WORK REQUIRED:
Copy out every line of the records below, character for character.

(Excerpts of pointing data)
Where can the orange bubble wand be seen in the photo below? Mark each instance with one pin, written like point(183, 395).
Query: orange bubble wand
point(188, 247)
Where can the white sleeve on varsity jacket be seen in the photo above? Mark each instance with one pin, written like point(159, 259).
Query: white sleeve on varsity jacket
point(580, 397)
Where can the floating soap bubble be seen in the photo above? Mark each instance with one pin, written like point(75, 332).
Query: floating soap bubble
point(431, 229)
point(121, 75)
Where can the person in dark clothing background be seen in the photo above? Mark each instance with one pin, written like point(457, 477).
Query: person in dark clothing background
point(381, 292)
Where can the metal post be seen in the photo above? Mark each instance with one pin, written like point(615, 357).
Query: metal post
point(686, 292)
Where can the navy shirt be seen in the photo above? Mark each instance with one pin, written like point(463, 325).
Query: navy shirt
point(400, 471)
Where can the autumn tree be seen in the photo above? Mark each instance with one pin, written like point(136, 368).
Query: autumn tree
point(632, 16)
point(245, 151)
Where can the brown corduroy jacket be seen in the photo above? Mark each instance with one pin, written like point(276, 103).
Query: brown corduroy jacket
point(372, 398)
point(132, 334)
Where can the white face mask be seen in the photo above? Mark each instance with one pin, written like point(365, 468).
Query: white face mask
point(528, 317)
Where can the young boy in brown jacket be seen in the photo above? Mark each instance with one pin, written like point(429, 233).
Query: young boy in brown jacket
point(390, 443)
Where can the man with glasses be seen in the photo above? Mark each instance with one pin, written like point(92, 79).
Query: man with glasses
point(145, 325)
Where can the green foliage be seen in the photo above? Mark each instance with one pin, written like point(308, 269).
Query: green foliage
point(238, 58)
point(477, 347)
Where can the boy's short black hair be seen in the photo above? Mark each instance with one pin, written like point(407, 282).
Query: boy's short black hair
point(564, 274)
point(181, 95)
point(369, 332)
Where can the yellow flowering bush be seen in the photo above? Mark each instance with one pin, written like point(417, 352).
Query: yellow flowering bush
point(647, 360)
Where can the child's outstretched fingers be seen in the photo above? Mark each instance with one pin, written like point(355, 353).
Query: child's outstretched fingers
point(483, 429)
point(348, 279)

RESPONSE:
Where can the orange bubble wand be seen in the photo below? Mark each instance with one pin, written like point(183, 395).
Query: orange bubble wand
point(188, 247)
Where can the white sleeve on varsity jacket be seen in the photo above? Mark each instance with one pin, written like point(159, 259).
Query: white sleeve on varsity jacket
point(580, 397)
Where can the floating soap bubble be seen in the photo above? Mark each instance with one pin, written like point(75, 332).
Query: floating soap bubble
point(431, 229)
point(121, 75)
Where can the person in dark clothing background be seen in the photo above? Mark each instance with one pin, written like point(457, 477).
Query: person in dark clothing background
point(381, 292)
Where can the metal post be seen in the photo above? Mark each instance with one pin, written like point(615, 357).
Query: metal post
point(686, 292)
Where can the navy shirt be seen in the photo above? Mark each instance with one pin, written like point(463, 325).
Query: navy shirt
point(400, 471)
Where can the autumn tree be seen in the photo above? Mark each instance with one pin, written like point(136, 368).
Query: autumn tree
point(632, 16)
point(245, 151)
Where can the brown corduroy jacket be seen in the photo above? Mark each instance with one pin, written like point(276, 103).
Query: brown corduroy jacket
point(372, 398)
point(132, 334)
Where can the white face mask be seen in the photo above? Mark each instance with one pin, written like point(365, 468).
Query: white face mask
point(528, 317)
Where can the young boy in brown jacket be seen in the photo above? Mark each instance with one pin, written like point(429, 233).
Query: young boy in brown jacket
point(390, 443)
Where can the man with glasses be seen in the photo above? Mark each instance with one pin, written like point(92, 79).
Query: man with glasses
point(145, 325)
Where can the green foliage be seen in the photo above? Mark each instance with one pin, written like point(308, 269).
Query: green foliage
point(238, 58)
point(477, 347)
Where can the boy's short black hair be seen in the photo above? Mark each instance with one pin, written like point(407, 282).
Query: boy's short black hair
point(564, 274)
point(181, 95)
point(369, 332)
Where can the yellow flowering bush be seen in the photo above? Mark each instance with one pin, written like point(417, 352).
Query: yellow flowering bush
point(647, 360)
Where can the child's outstretched fingers be seen in the photo above? Mark each instance with one pin, written like point(355, 353).
Query: child's outstretched fingers
point(483, 429)
point(348, 279)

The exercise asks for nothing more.